Ligada a esta historia hay otra historia que contaba mi papá, en parte verdadera y en parte ficticia. Mi papá había ido a ver al otorrinolaringólogo, quien le resolvió un problema del oído y le pidió que volviera en dos semanas para revisarlo de nuevo. Después de la primera visita se sintió mejor y no vio necesidad de hacer otra cita. Pensó que era innecesario gastar dinero en un asunto que ya estaba resuelto. El problema era que el consultorio del médico estaba en la calle aledaña a donde vivíamos y mi papá temía encontrarse al doctor por casualidad y que le dijera: “¿por qué no vino a verme?”. Así que preparó la excusa de antemano: “sí me lo encuentro en la calle, le digo que acabo de llegar de viaje”, pero luego reflexionó y se dijo: “¿por qué habría de creerme?” Y entendió que por los próximos días tendría que caminar por la calle con una maleta en la mano para justificar su argumento. Pero qué tal si el médico le pedía cargar su maleta y se daba cuenta que estaba vacía. Sería un problema. Debería de prepararse para esta posibilidad. La solución era meter algunas piedras y tal vez algo de ropa para dar crédito a su excusa. Fue un poco más allá y pensó que el médico tal vez le pediría abrir la maleta para ver si no eran sólo piedras, pero consideró que esto era ya improbable.

###

■ **Instrucciones de la tarea**
Responda, según el fragmento anterior:
1. ¿A qué especialista había ido a ver el padre?
2. ¿En cuánto tiempo le pidió el médico que volviera?
3. ¿Qué pensaba meter el padre en la maleta para dar crédito a su excusa?

■ **Material proporcionado**
###

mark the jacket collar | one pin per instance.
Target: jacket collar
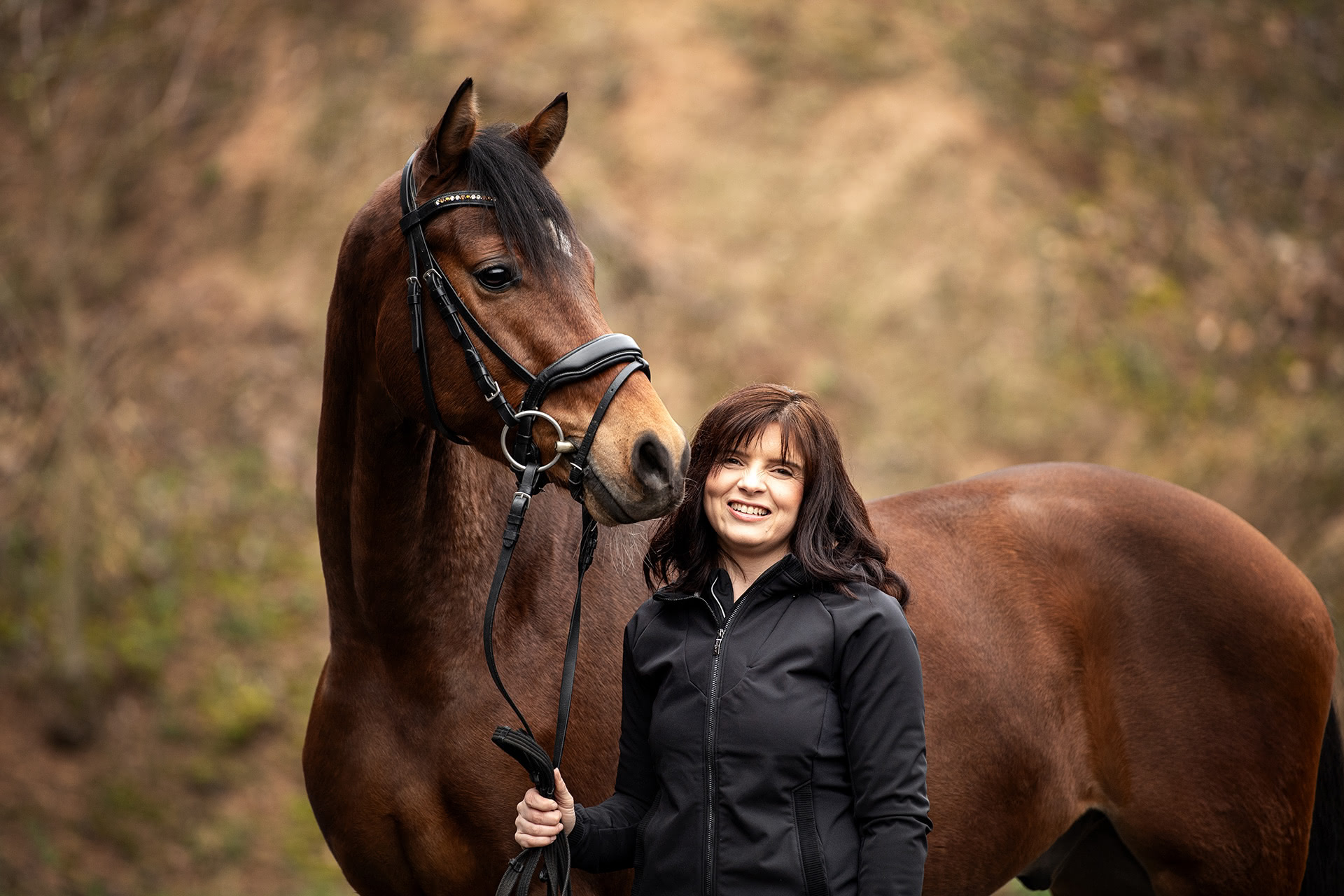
(785, 577)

###

■ **Solución del problema**
1. Al otorrinolaringólogo.
2. En dos semanas.
3. Algunas piedras y tal vez algo de ropa.